## Required work
Use the entries below to count the lines that hold the word "roof"; answer with the number only.

## Records to use
◆ ◆ ◆ ◆ ◆ ◆ ◆

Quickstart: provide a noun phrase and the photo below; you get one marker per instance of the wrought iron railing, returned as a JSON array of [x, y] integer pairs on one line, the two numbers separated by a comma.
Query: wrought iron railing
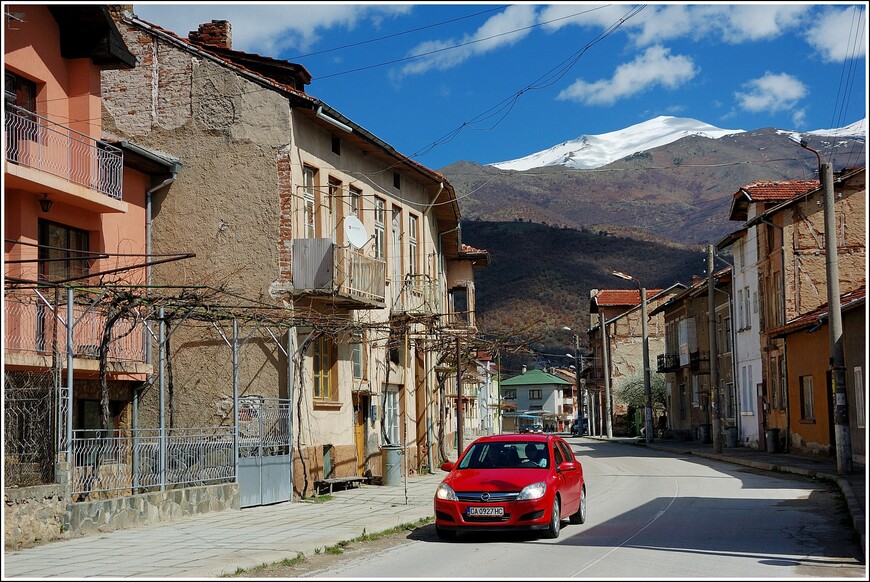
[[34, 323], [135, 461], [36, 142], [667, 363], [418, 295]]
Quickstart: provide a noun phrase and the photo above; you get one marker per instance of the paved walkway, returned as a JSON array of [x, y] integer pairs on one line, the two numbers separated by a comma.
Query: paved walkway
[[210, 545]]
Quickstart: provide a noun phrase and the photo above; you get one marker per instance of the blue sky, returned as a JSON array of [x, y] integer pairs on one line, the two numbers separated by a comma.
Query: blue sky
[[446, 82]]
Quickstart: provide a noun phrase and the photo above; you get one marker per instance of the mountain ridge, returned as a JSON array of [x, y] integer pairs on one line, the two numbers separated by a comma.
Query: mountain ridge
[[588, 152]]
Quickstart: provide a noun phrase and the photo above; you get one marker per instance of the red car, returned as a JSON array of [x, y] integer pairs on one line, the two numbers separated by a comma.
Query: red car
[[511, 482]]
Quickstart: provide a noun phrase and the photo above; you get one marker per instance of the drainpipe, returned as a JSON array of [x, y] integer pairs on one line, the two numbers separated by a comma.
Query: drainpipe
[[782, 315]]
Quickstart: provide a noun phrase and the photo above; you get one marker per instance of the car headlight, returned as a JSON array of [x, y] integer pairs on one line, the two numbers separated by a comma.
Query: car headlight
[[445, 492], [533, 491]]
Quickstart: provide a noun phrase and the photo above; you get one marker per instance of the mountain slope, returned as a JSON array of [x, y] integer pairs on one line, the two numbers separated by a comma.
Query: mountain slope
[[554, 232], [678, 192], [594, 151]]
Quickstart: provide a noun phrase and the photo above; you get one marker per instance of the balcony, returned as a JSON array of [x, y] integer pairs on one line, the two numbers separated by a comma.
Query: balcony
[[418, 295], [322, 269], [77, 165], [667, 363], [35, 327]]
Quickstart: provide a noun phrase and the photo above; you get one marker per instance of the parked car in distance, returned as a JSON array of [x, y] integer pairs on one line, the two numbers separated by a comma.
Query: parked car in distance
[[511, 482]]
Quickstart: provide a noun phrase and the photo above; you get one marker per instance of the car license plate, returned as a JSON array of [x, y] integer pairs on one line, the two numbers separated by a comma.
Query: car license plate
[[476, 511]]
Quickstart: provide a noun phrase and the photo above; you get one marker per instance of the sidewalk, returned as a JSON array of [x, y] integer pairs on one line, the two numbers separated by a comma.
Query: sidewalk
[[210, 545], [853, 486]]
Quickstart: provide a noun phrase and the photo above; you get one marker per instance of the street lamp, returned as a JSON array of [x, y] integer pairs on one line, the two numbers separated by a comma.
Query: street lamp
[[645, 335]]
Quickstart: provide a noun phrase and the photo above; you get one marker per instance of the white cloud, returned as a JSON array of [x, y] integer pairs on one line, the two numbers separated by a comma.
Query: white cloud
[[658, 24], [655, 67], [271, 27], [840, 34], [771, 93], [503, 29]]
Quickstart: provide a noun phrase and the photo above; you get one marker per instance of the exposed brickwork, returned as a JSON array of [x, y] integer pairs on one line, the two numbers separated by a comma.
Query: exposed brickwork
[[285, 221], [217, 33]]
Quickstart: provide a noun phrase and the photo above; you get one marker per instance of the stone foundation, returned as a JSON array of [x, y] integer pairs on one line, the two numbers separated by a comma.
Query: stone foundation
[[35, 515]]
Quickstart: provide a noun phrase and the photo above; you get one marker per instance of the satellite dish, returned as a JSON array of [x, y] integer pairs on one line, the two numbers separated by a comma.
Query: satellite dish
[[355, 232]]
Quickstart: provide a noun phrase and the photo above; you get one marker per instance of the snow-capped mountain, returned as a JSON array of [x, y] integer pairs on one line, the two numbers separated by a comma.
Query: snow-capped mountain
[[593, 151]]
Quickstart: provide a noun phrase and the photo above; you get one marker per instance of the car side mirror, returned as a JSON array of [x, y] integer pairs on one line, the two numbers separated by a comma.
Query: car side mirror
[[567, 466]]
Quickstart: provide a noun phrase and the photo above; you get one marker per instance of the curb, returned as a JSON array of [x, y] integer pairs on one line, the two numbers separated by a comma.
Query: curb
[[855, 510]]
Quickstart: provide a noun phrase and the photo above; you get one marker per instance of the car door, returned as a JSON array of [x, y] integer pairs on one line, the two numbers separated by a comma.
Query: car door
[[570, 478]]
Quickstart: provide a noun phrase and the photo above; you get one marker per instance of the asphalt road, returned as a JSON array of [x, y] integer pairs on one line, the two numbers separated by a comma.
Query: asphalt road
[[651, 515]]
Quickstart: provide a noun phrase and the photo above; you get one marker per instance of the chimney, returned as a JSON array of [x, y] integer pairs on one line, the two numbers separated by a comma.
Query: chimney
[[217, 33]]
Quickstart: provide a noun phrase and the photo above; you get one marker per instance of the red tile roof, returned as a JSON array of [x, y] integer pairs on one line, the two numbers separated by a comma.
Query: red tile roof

◆ ◆ ◆ ◆ ◆ ◆ ◆

## Reply to the task
2